> GIVEN TEXT
** Start **

Part 4: Handling Duplicates

Duplicate records can skew your analysis:

# Identify duplicates
print(df.duplicated().sum())  # Total duplicates
print(df.duplicated(subset=['email']).sum())  # Duplicates in specific column

# View duplicate rows
print(df[df.duplicated(subset=['email'], keep=False)])

# Remove duplicates
df_clean = df.drop_duplicates()

# Remove duplicates keeping first occurrence
df_clean = df.drop_duplicates(subset=['email'], keep='first')

# Remove duplicates keeping last occurrence
df_clean = df.drop_duplicates(subset=['email'], keep='last')

# Remove duplicates based on multiple columns
df_clean = df.drop_duplicates(subset=['first_name', 'last_name', 'email'])

Practical example:

# Before cleaning
print(f"Original rows: {len(df)}")
print(f"Duplicate emails: {df.duplicated(subset=['email']).sum()}")

# Remove duplicates
df_clean = df.drop_duplicates(subset=['email'], keep='first')

# After cleaning
print(f"Cleaned rows: {len(df_clean)}")
print(f"Rows removed: {len(df) - len(df_clean)}")

Part 5: Fixing Data Types

Incorrect data types can cause problems in analysis and modeling:

Identifying Data Type Issues

# Check current data types
print(df.dtypes)

# Check for columns that should be numeric but aren't
print(df['age'].dtype)  # Should be int or float
print(df['salary'].dtype)  # Should be float

# Check for columns that should be categorical
print(df['department'].dtype)  # Could be category

Converting Data Types

# Convert to numeric
df['age'] = pd.to_numeric(df['age'], errors='coerce')  # Invalid values become NaN
df['salary'] = df['salary'].astype('float64')

# Convert to integer
df['count'] = df['count'].astype('int32')

# Convert to string
df['zip_code'] = df['zip_code'].astype('string')

# Convert to categorical (saves memory)
df['department'] = df['department'].astype('category')
df['status'] = pd.Categorical(df['status'], categories=['active', 'inactive', 'pending'])

# Convert to datetime
df['hire_date'] = pd.to_datetime(df['hire_date'])
df['birth_date'] = pd.to_datetime(df['birth_date'], format='%d/%m/%Y')

# Convert to boolean
df['is_active'] = df['is_active'].astype('bool')

Handling Type Conversion Errors

# Coerce invalid values to NaN
df['age'] = pd.to_numeric(df['age'], errors='coerce')

** End **

> REQUIREMENT A
In the data-cleaning tutorial, repeat the passage between "# Convert to datetime" and "df['is_active'] = df['is_active'].astype('bool')", inclusive.
> REQUIREMENT B
According to the data-cleaning tutorial, why is the 'department' column converted to the category type? Answer in one to three sentences.

> RECORDED DATA
** Start **

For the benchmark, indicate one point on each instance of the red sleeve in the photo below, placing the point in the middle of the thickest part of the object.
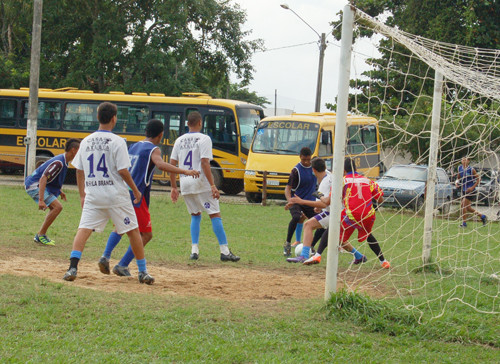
(53, 170)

** End **

> COMPLETE ANSWER A
# Convert to datetime
df['hire_date'] = pd.to_datetime(df['hire_date'])
df['birth_date'] = pd.to_datetime(df['birth_date'], format='%d/%m/%Y')

# Convert to boolean
df['is_active'] = df['is_active'].astype('bool')

> COMPLETE ANSWER B
The 'department' column is converted to the category type because, as the comment on that step states, converting to categorical saves memory.